= PROBLEM TO SOLVE =
Please filter the data down to the lines that include the word "Target" and copy them.
[AVAILABLE DATA — start]
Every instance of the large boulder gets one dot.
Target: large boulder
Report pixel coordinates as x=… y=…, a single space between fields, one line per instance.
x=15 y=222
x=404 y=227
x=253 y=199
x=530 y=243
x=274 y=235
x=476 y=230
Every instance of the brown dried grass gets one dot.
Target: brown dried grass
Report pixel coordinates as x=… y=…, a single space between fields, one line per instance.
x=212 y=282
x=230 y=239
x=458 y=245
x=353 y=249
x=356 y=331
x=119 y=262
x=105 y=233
[AVAILABLE DATA — finish]
= RESULT BELOW =
Target: large boulder
Target: brown dried grass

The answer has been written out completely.